Aim of the exercise = According to the text below on the patentability of plant varieties, what led the European Council to state its Conclusions in February 2017? Explain in one to three sentences.

The patentability of plant varieties has been a recurring topic of discussion over the years. Despite some pro-patentability decisions by the European Patent Office, the European Commission recently set out its restrictive views on this subject in a Notice. This led to the European Council stating its Conclusions on the Notice in February 2017. The outcome is clear: both EU bodies conclude that no patents should be allowed for plant products obtained through essentially biological processes, for example genetically modified plants.

While breeders are constantly looking for new plant varieties, such as pesticide-resistant plants, the legal protection of those new varieties is a regular topic of debate. These debates are at the core of patent protection: supporting innovation but at the same time limiting access to the patented subject matter.

What does the legal framework say?

Supplied data =
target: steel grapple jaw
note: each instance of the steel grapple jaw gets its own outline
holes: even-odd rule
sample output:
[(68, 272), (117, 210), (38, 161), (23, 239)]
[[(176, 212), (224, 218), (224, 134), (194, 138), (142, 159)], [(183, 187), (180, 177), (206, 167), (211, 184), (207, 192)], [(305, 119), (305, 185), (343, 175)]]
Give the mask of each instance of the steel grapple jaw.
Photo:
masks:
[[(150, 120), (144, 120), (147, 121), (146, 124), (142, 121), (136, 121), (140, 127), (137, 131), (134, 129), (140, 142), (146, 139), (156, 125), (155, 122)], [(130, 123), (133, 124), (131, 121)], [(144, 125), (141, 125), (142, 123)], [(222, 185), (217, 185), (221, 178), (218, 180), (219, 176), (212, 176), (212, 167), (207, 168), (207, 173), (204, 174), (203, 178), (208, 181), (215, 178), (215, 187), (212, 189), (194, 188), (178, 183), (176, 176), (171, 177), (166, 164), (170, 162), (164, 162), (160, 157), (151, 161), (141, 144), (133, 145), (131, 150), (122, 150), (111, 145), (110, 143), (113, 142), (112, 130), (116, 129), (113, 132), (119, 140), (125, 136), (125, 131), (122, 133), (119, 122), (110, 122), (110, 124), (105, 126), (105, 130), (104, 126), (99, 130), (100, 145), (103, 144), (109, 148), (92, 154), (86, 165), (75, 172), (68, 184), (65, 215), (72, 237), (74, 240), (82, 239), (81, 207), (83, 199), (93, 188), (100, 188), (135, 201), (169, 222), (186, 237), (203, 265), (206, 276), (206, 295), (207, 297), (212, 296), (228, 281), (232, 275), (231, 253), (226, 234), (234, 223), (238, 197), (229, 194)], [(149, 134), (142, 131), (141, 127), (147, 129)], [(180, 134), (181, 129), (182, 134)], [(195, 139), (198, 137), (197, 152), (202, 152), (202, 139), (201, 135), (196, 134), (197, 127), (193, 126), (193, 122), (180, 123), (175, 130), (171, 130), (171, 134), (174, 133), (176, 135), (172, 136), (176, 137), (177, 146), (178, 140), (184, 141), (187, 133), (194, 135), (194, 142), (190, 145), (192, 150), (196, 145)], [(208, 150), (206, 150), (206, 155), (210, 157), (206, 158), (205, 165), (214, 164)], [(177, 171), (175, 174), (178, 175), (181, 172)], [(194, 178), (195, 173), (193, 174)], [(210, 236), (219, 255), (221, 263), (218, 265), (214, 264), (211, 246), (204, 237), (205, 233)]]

Response for this exercise = The European Commission had recently set out its restrictive views on the patentability of plant varieties in a Notice. That Notice led the European Council to state its Conclusions on it in February 2017.